◆ **Stated problem**:
Could you copy every line below word for word, omitting the picture?
══════════════════════════════
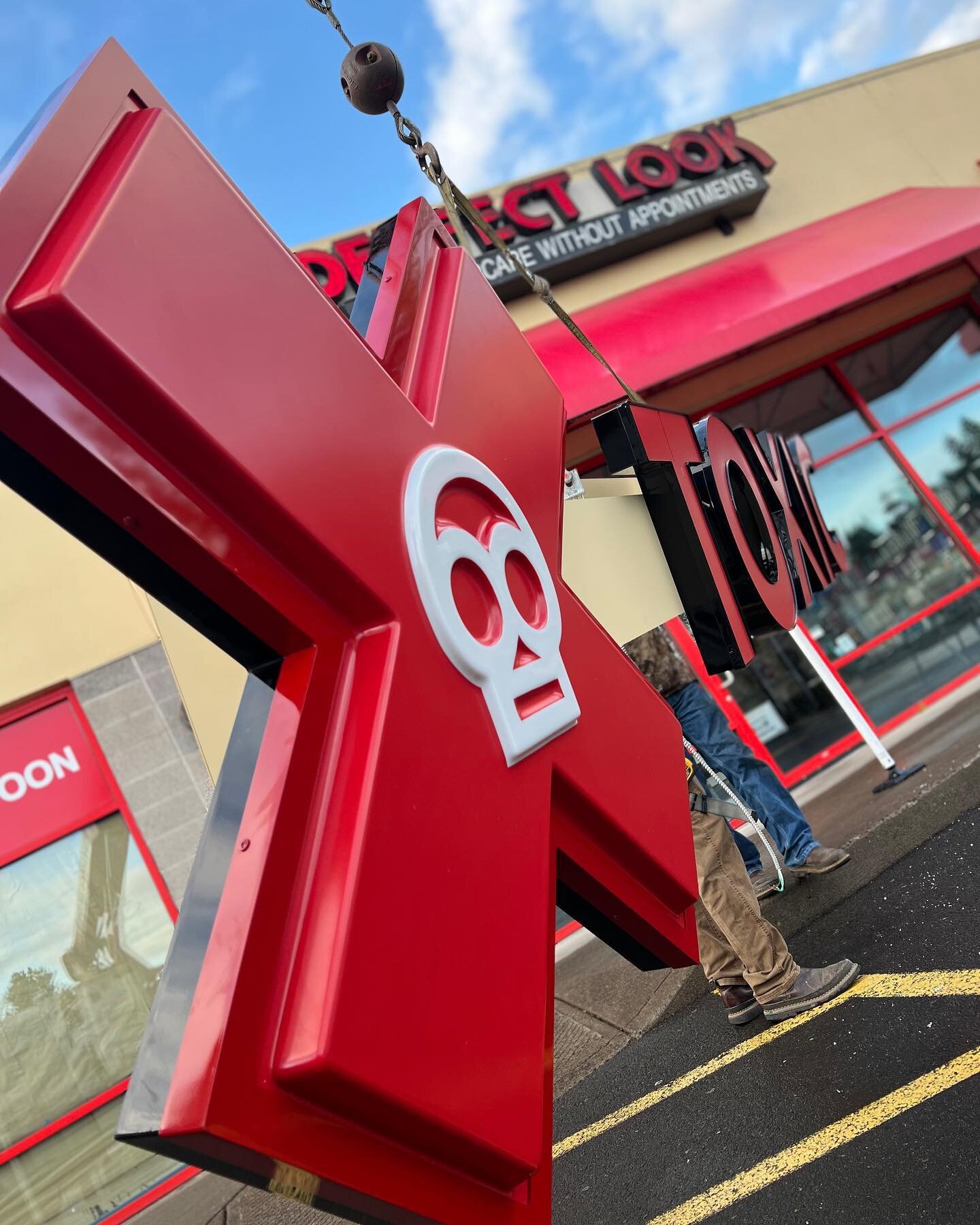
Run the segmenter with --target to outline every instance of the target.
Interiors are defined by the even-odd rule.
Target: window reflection
[[[850,723],[786,635],[757,638],[756,658],[729,692],[779,767],[790,771],[840,740]]]
[[[729,425],[804,434],[815,459],[869,435],[869,429],[826,370],[772,387],[725,413]]]
[[[884,723],[980,664],[980,593],[924,617],[842,669],[871,718]]]
[[[805,614],[831,659],[973,577],[963,554],[881,443],[820,468],[813,489],[849,559],[849,570],[818,593]]]
[[[980,544],[980,392],[902,426],[894,440],[946,510]]]
[[[119,816],[0,870],[0,914],[2,1149],[130,1073],[173,925]]]
[[[4,1225],[94,1225],[181,1166],[113,1139],[119,1102],[0,1166]]]
[[[839,361],[882,423],[980,382],[980,323],[965,307],[922,320]]]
══════════════════════════════
◆ **Answer in full**:
Run the segmenter with --target to outline every instance of the target.
Interiors are defined by the even-odd rule.
Target: window reflection
[[[850,723],[786,635],[757,638],[756,658],[729,692],[779,767],[790,771],[840,740]]]
[[[729,425],[804,434],[815,459],[869,435],[869,429],[826,370],[772,387],[725,413]]]
[[[884,723],[980,664],[980,593],[924,617],[842,669],[871,718]]]
[[[805,614],[831,659],[973,577],[963,554],[881,443],[820,468],[813,489],[849,559],[849,570],[818,593]]]
[[[980,544],[980,392],[902,426],[894,440],[946,510]]]
[[[119,816],[0,870],[0,914],[2,1149],[130,1073],[173,925]]]
[[[4,1225],[94,1225],[181,1166],[113,1139],[119,1102],[0,1166]]]
[[[839,361],[882,423],[980,382],[980,323],[965,307],[922,320]]]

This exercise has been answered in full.